Copy every line of the material below, keeping each word, number and mark the same.

● ● ● ● ● ● ●

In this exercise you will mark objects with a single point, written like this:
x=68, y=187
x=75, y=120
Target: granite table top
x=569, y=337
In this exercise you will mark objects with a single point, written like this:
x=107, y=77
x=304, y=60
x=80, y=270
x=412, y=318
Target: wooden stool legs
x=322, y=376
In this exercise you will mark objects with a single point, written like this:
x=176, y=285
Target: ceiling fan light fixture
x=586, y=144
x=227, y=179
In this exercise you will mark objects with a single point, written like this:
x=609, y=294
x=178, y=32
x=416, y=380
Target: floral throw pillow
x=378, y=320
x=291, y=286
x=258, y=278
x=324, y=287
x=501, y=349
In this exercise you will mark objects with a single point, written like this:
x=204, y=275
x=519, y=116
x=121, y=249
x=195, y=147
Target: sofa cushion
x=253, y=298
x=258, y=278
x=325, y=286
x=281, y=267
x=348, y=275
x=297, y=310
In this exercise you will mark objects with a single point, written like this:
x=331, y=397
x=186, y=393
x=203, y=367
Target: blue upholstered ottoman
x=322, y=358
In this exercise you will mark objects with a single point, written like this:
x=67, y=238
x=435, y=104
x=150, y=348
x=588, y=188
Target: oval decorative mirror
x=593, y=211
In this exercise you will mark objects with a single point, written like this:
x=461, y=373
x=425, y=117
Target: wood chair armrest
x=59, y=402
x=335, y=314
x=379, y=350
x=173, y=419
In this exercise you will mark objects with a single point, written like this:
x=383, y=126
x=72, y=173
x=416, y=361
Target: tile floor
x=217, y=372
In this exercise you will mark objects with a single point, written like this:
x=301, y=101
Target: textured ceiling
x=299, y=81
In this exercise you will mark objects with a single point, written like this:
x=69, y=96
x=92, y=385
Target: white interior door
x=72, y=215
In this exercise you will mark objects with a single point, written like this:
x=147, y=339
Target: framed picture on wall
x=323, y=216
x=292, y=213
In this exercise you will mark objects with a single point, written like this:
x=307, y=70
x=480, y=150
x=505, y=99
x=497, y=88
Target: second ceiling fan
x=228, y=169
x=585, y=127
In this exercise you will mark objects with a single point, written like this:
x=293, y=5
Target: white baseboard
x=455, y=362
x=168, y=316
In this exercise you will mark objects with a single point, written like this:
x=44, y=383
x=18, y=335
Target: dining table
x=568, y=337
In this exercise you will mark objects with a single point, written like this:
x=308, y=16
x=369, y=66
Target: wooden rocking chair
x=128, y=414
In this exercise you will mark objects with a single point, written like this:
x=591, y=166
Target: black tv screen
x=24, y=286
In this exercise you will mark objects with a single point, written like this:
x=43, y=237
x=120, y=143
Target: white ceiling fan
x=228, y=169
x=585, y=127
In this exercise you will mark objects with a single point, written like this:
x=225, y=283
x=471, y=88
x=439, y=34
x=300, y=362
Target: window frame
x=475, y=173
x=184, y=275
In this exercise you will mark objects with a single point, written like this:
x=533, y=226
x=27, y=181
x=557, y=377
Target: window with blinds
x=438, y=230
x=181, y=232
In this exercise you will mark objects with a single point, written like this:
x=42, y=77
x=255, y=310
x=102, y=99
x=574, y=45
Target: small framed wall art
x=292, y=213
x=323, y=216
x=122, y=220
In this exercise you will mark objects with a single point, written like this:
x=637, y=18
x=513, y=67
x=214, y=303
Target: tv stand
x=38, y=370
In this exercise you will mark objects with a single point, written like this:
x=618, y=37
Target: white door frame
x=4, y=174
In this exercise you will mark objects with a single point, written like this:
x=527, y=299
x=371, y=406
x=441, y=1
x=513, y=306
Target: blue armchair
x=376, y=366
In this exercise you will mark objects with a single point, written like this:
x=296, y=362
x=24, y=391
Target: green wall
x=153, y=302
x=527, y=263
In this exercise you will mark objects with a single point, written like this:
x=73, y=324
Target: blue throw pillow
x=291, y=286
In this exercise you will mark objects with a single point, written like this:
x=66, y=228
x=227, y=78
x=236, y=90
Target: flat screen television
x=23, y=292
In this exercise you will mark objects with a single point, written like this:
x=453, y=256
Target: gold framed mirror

● ● ● ● ● ● ●

Response below ->
In this exercise you will mark objects with a single point, written like this:
x=68, y=187
x=75, y=120
Target: granite table top
x=569, y=337
In this exercise you will mark objects with a single point, written like this:
x=107, y=77
x=304, y=60
x=80, y=270
x=412, y=318
Target: wooden stool legs
x=322, y=376
In this exercise you will mark objects with a single point, written like this:
x=176, y=285
Target: ceiling fan light fixture
x=586, y=144
x=227, y=179
In this exercise you will mark objects with a single point, written like this:
x=609, y=294
x=178, y=32
x=416, y=380
Target: floral throw pillow
x=378, y=320
x=291, y=286
x=258, y=278
x=324, y=287
x=501, y=349
In this exercise you will mark objects with a single point, written like this:
x=204, y=275
x=519, y=116
x=121, y=249
x=195, y=147
Target: sofa cushion
x=253, y=298
x=258, y=278
x=325, y=286
x=281, y=267
x=348, y=275
x=297, y=310
In this exercise you will mark objects with a single point, written like this:
x=331, y=397
x=186, y=393
x=203, y=367
Target: blue upholstered ottoman
x=322, y=358
In this exercise you will mark objects with a single point, written like this:
x=67, y=238
x=435, y=104
x=150, y=348
x=588, y=188
Target: oval decorative mirror
x=593, y=211
In this exercise you will mark objects with a single point, written like this:
x=461, y=373
x=425, y=117
Target: wood chair armrest
x=59, y=402
x=335, y=314
x=379, y=350
x=173, y=419
In this exercise you will mark objects with a single point, written like this:
x=383, y=126
x=72, y=173
x=416, y=361
Target: tile floor
x=217, y=372
In this exercise you will mark objects with a single point, written like this:
x=301, y=101
Target: textured ceiling
x=299, y=81
In this exercise you will mark objects with a single point, written like this:
x=69, y=96
x=92, y=385
Target: white interior door
x=72, y=215
In this exercise you will mark objects with a single point, written like this:
x=147, y=339
Target: framed picture on wall
x=323, y=216
x=292, y=213
In this exercise you will mark objects with a single point, written like this:
x=307, y=70
x=480, y=150
x=505, y=99
x=497, y=88
Target: second ceiling fan
x=228, y=169
x=585, y=127
In this exercise you will mark objects with a single point, written like this:
x=293, y=5
Target: white baseboard
x=455, y=362
x=168, y=316
In this exercise you will mark objects with a single point, written like this:
x=44, y=383
x=18, y=335
Target: dining table
x=568, y=337
In this exercise you will mark objects with a single point, written like this:
x=308, y=16
x=369, y=66
Target: wooden rocking chair
x=128, y=414
In this exercise you will mark objects with a single point, written like this:
x=591, y=166
Target: black tv screen
x=24, y=286
In this exercise you will mark objects with a single point, written like this:
x=43, y=237
x=120, y=143
Target: white ceiling fan
x=228, y=169
x=585, y=127
In this exercise you will mark objects with a single point, written like this:
x=225, y=283
x=471, y=88
x=439, y=34
x=300, y=362
Target: window frame
x=475, y=173
x=184, y=275
In this exercise you will mark objects with a single point, written like this:
x=533, y=226
x=27, y=181
x=557, y=377
Target: window with blinds
x=438, y=230
x=181, y=232
In this exercise you will mark objects with a single point, written like this:
x=42, y=77
x=255, y=310
x=102, y=99
x=574, y=45
Target: small framed wall art
x=292, y=213
x=323, y=216
x=122, y=220
In this exercise you will mark objects with a single point, written like this:
x=637, y=18
x=513, y=67
x=214, y=303
Target: tv stand
x=38, y=370
In this exercise you will mark objects with a single point, written like this:
x=618, y=37
Target: white door frame
x=4, y=174
In this exercise you will mark objects with a single point, written like this:
x=527, y=299
x=371, y=406
x=441, y=1
x=513, y=306
Target: blue armchair
x=376, y=366
In this exercise you will mark objects with a single point, written like this:
x=296, y=362
x=24, y=391
Target: green wall
x=153, y=302
x=527, y=263
In this exercise you will mark objects with a single point, written like this:
x=73, y=324
Target: blue throw pillow
x=291, y=286
In this exercise you will mark objects with a single point, written like this:
x=66, y=228
x=227, y=78
x=236, y=90
Target: flat screen television
x=23, y=292
In this exercise you will mark objects with a single point, written like this:
x=453, y=256
Target: gold framed mirror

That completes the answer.